= Task to carry out =
Your task is to copy each line in the listing that includes the word "bare".

* * *

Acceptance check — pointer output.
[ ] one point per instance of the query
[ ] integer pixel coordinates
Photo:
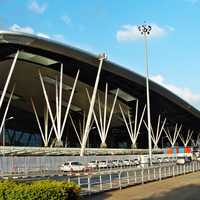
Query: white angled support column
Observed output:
(6, 110)
(59, 127)
(8, 78)
(188, 138)
(156, 136)
(81, 130)
(133, 133)
(103, 125)
(46, 134)
(173, 139)
(89, 117)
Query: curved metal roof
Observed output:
(130, 81)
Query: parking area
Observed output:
(185, 187)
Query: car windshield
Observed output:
(76, 163)
(66, 164)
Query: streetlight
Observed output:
(4, 129)
(145, 31)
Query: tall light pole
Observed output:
(145, 31)
(4, 129)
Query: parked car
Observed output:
(114, 163)
(180, 161)
(72, 166)
(126, 162)
(135, 162)
(93, 164)
(102, 164)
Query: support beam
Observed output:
(133, 133)
(103, 125)
(89, 117)
(8, 78)
(156, 136)
(6, 110)
(187, 139)
(59, 127)
(176, 133)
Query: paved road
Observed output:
(185, 187)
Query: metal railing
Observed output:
(94, 180)
(119, 179)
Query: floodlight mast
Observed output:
(145, 31)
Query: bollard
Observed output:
(135, 176)
(154, 173)
(79, 181)
(173, 171)
(89, 186)
(142, 176)
(148, 174)
(169, 171)
(160, 173)
(100, 183)
(119, 176)
(111, 181)
(127, 175)
(193, 166)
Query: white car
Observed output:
(180, 161)
(72, 166)
(93, 164)
(126, 162)
(102, 164)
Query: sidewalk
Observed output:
(184, 187)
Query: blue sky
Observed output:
(111, 26)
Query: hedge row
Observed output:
(43, 190)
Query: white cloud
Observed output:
(43, 35)
(17, 28)
(37, 8)
(131, 33)
(27, 29)
(66, 19)
(183, 92)
(59, 37)
(193, 2)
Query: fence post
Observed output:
(148, 174)
(193, 166)
(100, 183)
(173, 173)
(142, 176)
(79, 181)
(119, 176)
(154, 173)
(68, 179)
(89, 186)
(128, 181)
(110, 180)
(135, 176)
(160, 173)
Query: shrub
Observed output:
(46, 189)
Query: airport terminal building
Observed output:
(57, 95)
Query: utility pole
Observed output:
(145, 31)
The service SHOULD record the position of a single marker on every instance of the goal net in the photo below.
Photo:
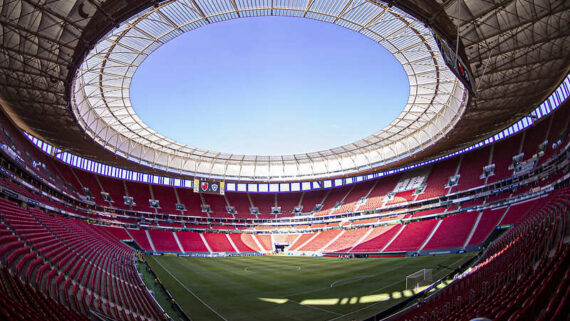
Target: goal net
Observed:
(418, 279)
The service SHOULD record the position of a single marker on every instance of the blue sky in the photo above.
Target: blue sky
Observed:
(269, 86)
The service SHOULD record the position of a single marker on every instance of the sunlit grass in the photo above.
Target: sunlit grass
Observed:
(292, 288)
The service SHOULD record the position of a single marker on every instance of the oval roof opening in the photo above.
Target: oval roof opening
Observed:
(269, 86)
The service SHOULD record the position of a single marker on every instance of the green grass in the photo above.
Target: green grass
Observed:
(291, 288)
(159, 294)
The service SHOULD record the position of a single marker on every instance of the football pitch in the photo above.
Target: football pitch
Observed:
(291, 287)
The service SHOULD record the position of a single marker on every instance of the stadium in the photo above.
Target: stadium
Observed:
(456, 209)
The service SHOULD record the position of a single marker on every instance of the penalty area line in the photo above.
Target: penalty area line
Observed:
(190, 291)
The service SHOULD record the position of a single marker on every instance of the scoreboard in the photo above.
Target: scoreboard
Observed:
(209, 187)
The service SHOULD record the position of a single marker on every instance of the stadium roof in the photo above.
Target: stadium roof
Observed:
(517, 51)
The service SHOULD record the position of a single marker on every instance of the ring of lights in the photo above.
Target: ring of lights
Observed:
(101, 104)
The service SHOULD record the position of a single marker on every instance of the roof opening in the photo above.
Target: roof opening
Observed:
(269, 86)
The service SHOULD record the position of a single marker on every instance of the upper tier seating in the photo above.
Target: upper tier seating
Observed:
(74, 264)
(523, 275)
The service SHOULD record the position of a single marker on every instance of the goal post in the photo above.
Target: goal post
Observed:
(418, 279)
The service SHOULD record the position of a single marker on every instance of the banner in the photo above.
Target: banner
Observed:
(209, 187)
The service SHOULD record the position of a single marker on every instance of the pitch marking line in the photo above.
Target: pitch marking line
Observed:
(374, 304)
(190, 291)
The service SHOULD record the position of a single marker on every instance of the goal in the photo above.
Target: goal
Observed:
(418, 279)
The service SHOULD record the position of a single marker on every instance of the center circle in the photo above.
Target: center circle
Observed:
(269, 86)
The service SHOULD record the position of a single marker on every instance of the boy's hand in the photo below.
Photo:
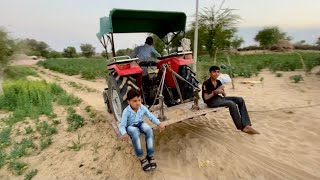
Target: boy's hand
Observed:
(161, 126)
(125, 137)
(219, 91)
(221, 87)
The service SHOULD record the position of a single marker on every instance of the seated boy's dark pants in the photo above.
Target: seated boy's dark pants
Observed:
(237, 109)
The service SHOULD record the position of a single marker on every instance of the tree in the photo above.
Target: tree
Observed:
(54, 54)
(219, 28)
(269, 36)
(33, 47)
(6, 50)
(69, 52)
(318, 41)
(87, 50)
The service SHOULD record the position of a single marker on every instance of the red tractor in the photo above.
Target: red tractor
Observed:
(170, 80)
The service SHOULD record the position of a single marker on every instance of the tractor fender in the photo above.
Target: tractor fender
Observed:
(126, 69)
(174, 62)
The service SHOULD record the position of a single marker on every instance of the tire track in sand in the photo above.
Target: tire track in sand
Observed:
(281, 170)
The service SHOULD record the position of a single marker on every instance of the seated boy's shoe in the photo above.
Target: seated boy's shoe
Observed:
(250, 130)
(152, 162)
(145, 164)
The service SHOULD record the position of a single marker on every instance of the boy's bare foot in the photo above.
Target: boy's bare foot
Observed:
(250, 130)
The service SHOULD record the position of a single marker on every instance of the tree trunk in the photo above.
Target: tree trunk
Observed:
(1, 80)
(215, 56)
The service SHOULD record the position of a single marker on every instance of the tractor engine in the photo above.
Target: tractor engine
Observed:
(150, 81)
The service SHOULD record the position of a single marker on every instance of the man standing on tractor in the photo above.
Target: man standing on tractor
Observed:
(145, 51)
(212, 89)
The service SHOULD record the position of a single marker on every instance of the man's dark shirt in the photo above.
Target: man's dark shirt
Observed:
(208, 87)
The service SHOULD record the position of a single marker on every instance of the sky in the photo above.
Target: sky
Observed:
(62, 23)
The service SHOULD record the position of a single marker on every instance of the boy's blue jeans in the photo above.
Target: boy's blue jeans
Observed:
(134, 132)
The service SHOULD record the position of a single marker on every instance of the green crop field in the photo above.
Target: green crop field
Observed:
(242, 65)
(87, 68)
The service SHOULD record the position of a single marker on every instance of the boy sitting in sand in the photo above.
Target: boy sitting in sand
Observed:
(212, 90)
(132, 125)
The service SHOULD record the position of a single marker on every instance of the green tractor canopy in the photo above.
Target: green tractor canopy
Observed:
(159, 23)
(140, 21)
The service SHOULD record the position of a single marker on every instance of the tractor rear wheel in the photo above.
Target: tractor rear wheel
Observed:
(187, 90)
(118, 86)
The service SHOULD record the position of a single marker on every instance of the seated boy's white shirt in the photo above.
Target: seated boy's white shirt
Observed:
(130, 117)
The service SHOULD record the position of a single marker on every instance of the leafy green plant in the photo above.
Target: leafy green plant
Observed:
(46, 129)
(3, 158)
(17, 167)
(65, 99)
(31, 174)
(75, 121)
(279, 74)
(20, 149)
(26, 99)
(5, 140)
(89, 68)
(76, 145)
(28, 130)
(296, 78)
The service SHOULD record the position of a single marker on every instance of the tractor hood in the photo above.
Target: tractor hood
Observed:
(159, 23)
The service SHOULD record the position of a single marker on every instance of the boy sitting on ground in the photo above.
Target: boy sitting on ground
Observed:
(212, 89)
(132, 125)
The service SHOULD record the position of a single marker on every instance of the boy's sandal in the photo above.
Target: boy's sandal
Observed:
(145, 164)
(152, 162)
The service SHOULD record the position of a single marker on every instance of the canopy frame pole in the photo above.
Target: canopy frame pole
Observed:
(112, 44)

* * *

= Exercise result =
The service SHOULD record the position of a single marker on every instance of the boy's bare foot in the photo above.
Target: boy's bare foot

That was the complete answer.